Document segment
================
The phrase “what’s at stake” has been used a lot in discussions on the upcoming US election in the last few months, and not without reason. Mitt Romney and Barack Obama have entirely different views on more or less every hard-line topic you can think of, be it the deficit, immigration, the role of the middle class, Russia, or Big Bird.
As a British-French national living in the UK I find it hard to compare this election to any others that I can remember in terms of the dichotomy presented by two candidates, and I certainly can’t remember one that has pissed me off so much either.
Where should I start? I could begin with the number of lies which have been told by both parties, but the GOP in particular. Starting with Michelle Bachmann out and out lying on Fox News (shock) about a report which concluded that unemployment would rise with Obama in office for another term, when in fact it stated the exact opposite. Or how about the eye-watering number of times in the last few months that a Republican candidate has expressed views on rape that were shipped straight in from the Middle Ages? Or we could talk about Obama deciding the first Presidential debate was the opportune time to take that well deserved nap. Or this mythical 20% taxcut that would, miraculously, not increase the US deficit but that no-one seems able of properly outlining. Or just Paul Ryan, in general.
================
What you need to do
1) List every hard-line topic the election commentary names as one on which the two candidates hold entirely different views.
2) Print the passage of the election commentary between "As a British-French" and "so much either.", inclusive, word for word.
The lines after this point have no connection to the election commentary.

Exercise data
================
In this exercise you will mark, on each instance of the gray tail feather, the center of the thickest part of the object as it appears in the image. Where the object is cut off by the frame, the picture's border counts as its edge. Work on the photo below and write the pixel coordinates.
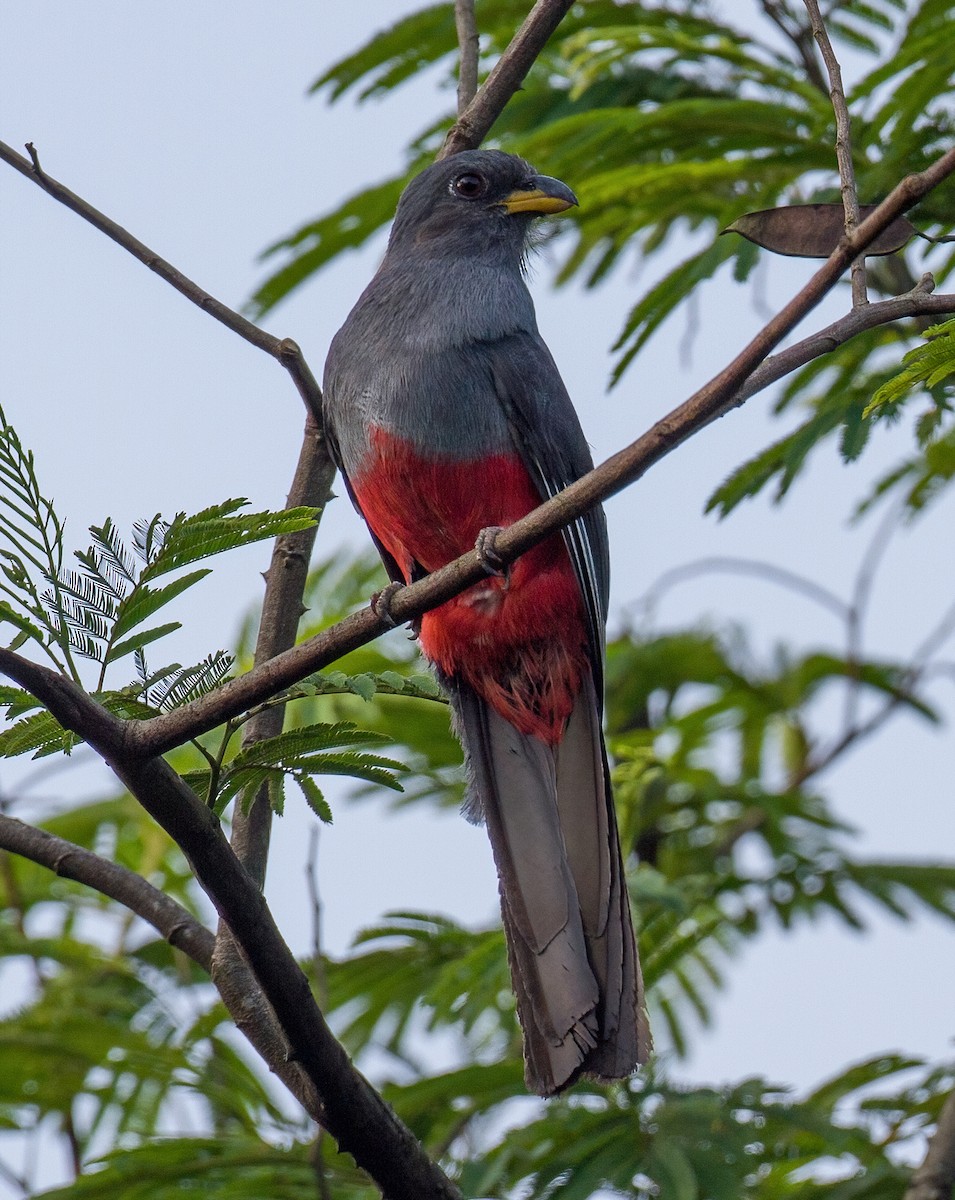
(563, 897)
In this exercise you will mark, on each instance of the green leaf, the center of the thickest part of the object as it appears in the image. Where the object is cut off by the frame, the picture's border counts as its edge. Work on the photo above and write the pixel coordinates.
(313, 797)
(218, 528)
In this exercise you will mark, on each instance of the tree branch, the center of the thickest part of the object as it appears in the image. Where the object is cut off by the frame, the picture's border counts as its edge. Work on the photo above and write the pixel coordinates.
(168, 918)
(472, 126)
(354, 1114)
(844, 142)
(278, 624)
(935, 1180)
(468, 47)
(715, 399)
(281, 348)
(920, 303)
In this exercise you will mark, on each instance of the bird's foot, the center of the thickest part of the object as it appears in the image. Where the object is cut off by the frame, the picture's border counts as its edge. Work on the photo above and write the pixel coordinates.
(380, 604)
(487, 553)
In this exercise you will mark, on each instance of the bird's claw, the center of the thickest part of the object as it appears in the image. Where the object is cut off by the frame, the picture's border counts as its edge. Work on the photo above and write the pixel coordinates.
(487, 553)
(380, 604)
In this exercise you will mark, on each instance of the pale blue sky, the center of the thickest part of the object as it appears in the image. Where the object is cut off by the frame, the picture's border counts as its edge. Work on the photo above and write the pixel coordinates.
(188, 124)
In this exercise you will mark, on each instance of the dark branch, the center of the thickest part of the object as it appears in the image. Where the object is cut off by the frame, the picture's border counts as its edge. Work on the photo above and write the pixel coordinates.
(72, 862)
(727, 390)
(472, 126)
(281, 348)
(353, 1113)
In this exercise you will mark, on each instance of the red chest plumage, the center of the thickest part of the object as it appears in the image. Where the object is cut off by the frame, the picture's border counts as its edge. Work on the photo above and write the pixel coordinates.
(520, 642)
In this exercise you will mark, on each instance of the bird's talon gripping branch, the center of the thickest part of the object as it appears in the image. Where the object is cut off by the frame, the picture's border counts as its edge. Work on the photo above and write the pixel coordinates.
(448, 417)
(380, 604)
(487, 555)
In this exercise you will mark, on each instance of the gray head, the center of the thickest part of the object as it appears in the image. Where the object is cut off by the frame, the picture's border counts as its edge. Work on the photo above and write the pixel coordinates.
(473, 202)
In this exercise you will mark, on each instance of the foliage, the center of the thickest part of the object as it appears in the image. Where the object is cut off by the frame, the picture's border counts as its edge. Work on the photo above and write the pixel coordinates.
(671, 121)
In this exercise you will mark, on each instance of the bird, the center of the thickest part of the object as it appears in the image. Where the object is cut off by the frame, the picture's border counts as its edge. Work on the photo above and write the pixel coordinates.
(449, 420)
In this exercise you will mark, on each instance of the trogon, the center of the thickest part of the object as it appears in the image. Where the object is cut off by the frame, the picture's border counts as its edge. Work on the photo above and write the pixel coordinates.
(449, 420)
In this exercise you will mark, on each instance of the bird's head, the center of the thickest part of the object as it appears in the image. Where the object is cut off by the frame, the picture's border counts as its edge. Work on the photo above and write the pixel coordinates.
(474, 203)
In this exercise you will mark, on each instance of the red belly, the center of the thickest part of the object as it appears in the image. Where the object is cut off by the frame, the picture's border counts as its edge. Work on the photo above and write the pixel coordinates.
(521, 642)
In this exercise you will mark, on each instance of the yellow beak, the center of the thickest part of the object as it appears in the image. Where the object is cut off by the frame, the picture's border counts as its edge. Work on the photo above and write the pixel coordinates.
(542, 195)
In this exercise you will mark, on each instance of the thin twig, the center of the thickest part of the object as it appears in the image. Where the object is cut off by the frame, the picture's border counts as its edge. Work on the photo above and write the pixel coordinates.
(468, 53)
(281, 348)
(719, 396)
(844, 142)
(800, 36)
(472, 126)
(72, 862)
(278, 624)
(752, 568)
(920, 303)
(862, 594)
(353, 1113)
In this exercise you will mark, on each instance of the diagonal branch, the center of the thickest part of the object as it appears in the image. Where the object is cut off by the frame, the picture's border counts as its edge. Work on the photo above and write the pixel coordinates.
(468, 53)
(935, 1180)
(72, 862)
(715, 399)
(354, 1114)
(281, 348)
(473, 125)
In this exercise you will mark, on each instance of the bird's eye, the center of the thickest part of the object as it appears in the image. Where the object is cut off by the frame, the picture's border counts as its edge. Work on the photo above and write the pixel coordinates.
(469, 186)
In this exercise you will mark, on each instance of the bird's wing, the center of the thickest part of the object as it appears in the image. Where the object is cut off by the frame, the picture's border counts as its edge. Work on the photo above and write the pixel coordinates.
(551, 443)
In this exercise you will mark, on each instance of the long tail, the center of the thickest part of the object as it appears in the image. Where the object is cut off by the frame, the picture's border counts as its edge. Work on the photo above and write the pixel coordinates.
(566, 916)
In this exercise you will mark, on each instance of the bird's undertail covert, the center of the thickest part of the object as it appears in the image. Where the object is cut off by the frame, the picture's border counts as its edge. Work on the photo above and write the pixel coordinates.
(563, 895)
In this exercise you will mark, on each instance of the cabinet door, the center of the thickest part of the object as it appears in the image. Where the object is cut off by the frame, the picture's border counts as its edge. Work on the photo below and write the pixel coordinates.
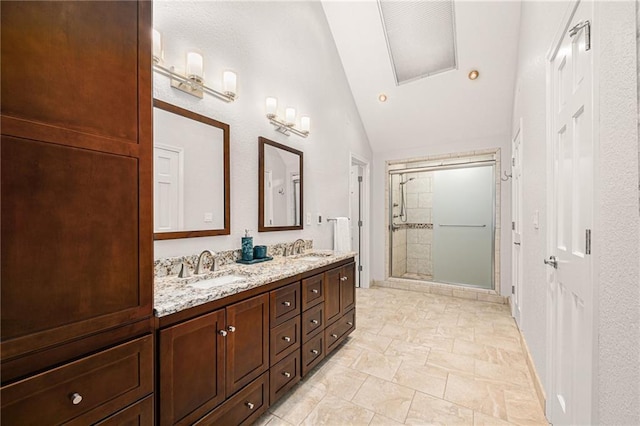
(347, 288)
(332, 295)
(76, 222)
(192, 369)
(247, 341)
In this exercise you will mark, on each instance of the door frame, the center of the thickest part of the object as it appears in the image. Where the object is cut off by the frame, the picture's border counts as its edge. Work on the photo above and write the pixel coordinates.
(556, 42)
(365, 209)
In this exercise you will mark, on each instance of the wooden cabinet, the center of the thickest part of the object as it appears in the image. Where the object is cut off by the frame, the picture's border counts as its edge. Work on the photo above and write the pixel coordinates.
(205, 360)
(76, 225)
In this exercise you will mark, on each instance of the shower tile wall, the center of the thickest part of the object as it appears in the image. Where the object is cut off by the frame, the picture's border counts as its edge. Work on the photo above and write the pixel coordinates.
(418, 238)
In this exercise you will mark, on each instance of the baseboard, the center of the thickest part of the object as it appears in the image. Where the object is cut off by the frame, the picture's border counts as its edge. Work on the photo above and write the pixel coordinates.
(537, 383)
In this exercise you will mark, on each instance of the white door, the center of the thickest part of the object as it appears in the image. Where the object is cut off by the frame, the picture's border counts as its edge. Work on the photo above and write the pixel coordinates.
(570, 280)
(168, 188)
(516, 226)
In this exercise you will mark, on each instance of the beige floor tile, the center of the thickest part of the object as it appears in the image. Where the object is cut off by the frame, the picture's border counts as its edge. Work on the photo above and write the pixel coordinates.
(415, 353)
(296, 406)
(452, 363)
(385, 398)
(337, 380)
(476, 394)
(426, 409)
(377, 364)
(336, 411)
(379, 420)
(429, 380)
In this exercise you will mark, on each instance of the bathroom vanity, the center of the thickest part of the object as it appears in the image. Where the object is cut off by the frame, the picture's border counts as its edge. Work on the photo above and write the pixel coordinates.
(226, 353)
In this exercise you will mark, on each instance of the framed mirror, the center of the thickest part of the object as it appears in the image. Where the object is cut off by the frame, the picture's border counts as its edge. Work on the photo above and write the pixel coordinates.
(280, 187)
(191, 183)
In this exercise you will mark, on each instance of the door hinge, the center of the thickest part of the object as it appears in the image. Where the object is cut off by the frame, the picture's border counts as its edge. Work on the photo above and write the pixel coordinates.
(587, 33)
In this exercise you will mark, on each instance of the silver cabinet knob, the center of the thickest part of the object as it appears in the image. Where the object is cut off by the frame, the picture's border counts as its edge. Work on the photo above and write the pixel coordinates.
(75, 398)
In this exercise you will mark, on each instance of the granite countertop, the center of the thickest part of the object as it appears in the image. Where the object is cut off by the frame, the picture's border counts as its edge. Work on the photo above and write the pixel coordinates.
(173, 294)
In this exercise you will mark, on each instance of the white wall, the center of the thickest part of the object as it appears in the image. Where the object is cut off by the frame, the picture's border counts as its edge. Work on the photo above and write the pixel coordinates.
(281, 49)
(378, 252)
(616, 241)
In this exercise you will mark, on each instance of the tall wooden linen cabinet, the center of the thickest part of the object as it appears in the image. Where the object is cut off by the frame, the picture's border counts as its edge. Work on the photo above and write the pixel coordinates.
(76, 204)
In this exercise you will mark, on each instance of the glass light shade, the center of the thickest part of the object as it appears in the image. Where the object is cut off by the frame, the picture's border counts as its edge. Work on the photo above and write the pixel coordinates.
(195, 66)
(305, 123)
(157, 46)
(271, 106)
(229, 79)
(290, 115)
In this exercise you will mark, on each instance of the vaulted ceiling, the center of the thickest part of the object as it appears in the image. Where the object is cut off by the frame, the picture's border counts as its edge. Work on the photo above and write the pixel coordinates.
(442, 108)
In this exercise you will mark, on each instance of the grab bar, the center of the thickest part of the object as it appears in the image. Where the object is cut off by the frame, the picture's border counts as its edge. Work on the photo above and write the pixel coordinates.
(464, 226)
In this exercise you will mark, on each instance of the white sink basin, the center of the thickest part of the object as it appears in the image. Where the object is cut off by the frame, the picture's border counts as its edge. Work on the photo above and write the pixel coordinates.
(212, 282)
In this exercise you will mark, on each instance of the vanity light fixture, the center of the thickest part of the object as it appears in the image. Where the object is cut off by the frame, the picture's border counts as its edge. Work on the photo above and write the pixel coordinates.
(193, 82)
(286, 126)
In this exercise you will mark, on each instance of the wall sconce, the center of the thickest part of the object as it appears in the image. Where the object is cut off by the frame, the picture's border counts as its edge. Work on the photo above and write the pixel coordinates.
(193, 82)
(287, 126)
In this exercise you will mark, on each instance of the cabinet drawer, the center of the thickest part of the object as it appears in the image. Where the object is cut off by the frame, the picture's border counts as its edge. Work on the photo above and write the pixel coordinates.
(285, 339)
(118, 376)
(243, 408)
(335, 333)
(284, 376)
(312, 321)
(312, 291)
(312, 353)
(285, 303)
(140, 414)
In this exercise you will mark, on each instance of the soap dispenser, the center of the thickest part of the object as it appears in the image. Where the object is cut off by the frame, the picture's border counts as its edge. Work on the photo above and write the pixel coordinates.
(247, 246)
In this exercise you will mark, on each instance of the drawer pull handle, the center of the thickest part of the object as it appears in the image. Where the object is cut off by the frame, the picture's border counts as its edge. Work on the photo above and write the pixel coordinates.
(75, 398)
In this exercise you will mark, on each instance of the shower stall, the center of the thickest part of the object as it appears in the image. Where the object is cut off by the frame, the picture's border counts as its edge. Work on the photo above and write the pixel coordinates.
(442, 222)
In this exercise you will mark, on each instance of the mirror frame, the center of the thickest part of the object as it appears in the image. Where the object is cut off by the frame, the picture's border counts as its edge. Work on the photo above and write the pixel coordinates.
(261, 226)
(157, 103)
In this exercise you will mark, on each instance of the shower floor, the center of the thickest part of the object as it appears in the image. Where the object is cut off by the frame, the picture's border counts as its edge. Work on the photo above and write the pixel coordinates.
(417, 276)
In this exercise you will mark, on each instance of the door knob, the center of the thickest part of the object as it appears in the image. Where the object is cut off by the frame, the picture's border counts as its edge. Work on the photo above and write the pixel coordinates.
(552, 261)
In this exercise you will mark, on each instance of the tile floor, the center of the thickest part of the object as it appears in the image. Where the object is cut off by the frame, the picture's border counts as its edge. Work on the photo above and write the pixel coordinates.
(418, 359)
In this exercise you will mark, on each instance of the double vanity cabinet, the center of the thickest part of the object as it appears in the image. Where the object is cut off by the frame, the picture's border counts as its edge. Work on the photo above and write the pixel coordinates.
(226, 361)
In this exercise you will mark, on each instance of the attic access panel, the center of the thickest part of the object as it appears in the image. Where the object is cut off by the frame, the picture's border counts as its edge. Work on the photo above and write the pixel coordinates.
(420, 37)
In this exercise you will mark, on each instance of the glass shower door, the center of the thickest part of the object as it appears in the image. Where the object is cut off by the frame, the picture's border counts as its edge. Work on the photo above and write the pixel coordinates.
(463, 226)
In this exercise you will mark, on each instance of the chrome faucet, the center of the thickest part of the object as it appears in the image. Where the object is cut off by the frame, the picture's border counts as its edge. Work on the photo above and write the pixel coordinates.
(300, 247)
(199, 264)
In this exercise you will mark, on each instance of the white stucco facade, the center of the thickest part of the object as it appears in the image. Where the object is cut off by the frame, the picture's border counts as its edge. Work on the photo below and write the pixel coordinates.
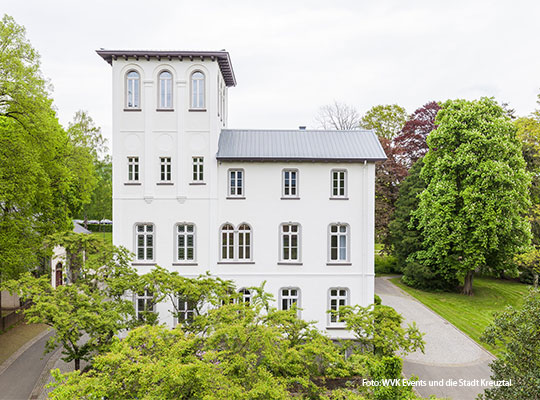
(181, 133)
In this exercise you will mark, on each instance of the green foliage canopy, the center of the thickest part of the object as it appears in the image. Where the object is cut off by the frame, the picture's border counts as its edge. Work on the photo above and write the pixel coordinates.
(472, 211)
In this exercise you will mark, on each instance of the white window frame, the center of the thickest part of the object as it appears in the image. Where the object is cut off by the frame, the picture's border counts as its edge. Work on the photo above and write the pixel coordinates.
(334, 303)
(198, 89)
(335, 184)
(339, 234)
(290, 183)
(133, 90)
(133, 169)
(146, 297)
(245, 295)
(184, 237)
(236, 243)
(286, 232)
(197, 169)
(165, 90)
(187, 310)
(145, 233)
(235, 190)
(165, 169)
(289, 298)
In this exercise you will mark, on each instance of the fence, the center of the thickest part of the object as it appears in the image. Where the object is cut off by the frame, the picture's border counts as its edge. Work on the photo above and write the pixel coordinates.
(14, 317)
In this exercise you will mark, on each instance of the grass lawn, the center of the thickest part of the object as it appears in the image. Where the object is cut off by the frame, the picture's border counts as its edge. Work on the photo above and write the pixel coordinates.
(472, 314)
(16, 336)
(107, 236)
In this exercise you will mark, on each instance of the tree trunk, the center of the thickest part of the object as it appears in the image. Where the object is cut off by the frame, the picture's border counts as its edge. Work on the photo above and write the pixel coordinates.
(467, 287)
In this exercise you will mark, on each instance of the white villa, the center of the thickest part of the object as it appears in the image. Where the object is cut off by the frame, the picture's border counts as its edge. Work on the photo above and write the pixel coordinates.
(294, 208)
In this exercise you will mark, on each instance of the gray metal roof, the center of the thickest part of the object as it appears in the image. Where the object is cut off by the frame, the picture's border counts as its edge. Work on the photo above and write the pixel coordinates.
(299, 145)
(222, 57)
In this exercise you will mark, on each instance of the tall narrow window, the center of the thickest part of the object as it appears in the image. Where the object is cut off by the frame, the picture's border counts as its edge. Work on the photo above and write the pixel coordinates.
(338, 297)
(198, 169)
(339, 183)
(244, 242)
(227, 242)
(185, 241)
(290, 183)
(236, 183)
(339, 243)
(197, 90)
(236, 243)
(288, 297)
(144, 242)
(187, 309)
(165, 90)
(133, 169)
(145, 303)
(290, 242)
(133, 90)
(245, 295)
(165, 169)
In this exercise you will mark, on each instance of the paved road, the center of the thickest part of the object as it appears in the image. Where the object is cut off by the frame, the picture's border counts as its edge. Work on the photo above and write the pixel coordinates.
(449, 353)
(18, 380)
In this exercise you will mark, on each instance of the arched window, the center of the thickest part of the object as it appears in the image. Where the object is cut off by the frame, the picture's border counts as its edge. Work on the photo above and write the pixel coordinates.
(227, 242)
(165, 90)
(244, 242)
(245, 295)
(197, 90)
(133, 90)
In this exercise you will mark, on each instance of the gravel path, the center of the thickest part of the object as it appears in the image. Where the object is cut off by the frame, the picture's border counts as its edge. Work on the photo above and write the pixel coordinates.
(449, 353)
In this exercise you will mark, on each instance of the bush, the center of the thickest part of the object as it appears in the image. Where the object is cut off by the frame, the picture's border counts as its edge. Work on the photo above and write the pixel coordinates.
(386, 265)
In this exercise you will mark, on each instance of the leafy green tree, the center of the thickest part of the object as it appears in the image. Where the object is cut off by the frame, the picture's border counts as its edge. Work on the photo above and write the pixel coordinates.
(472, 211)
(405, 237)
(386, 120)
(37, 188)
(518, 330)
(378, 328)
(231, 350)
(87, 314)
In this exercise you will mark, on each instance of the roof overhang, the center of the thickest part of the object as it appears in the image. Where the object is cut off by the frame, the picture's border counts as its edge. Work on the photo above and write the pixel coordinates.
(222, 57)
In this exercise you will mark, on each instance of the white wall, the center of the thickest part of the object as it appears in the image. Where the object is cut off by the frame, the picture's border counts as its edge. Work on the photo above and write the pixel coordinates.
(182, 134)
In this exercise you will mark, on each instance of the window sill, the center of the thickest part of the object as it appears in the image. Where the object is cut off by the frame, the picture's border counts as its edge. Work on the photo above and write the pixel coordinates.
(336, 327)
(236, 262)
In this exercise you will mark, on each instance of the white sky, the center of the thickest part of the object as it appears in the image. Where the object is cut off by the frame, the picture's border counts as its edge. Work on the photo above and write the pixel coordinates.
(291, 57)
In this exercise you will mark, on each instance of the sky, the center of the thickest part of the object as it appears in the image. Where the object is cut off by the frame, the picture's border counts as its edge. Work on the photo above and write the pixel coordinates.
(292, 57)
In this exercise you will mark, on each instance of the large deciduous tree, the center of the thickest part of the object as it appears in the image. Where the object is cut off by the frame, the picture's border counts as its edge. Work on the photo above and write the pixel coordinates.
(411, 141)
(37, 187)
(472, 212)
(386, 120)
(338, 116)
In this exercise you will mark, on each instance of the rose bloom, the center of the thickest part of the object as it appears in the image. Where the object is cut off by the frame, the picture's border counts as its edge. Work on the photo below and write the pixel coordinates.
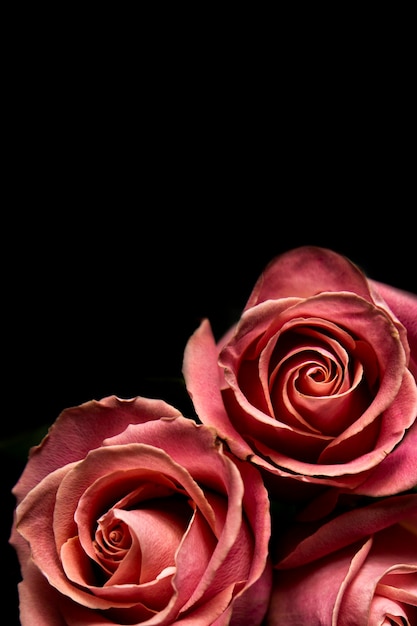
================
Responses to the exercise
1) the deficit, immigration, the role of the middle class, Russia, Big Bird

2)
As a British-French national living in the UK I find it hard to compare this election to any others that I can remember in terms of the dichotomy presented by two candidates, and I certainly can’t remember one that has pissed me off so much either.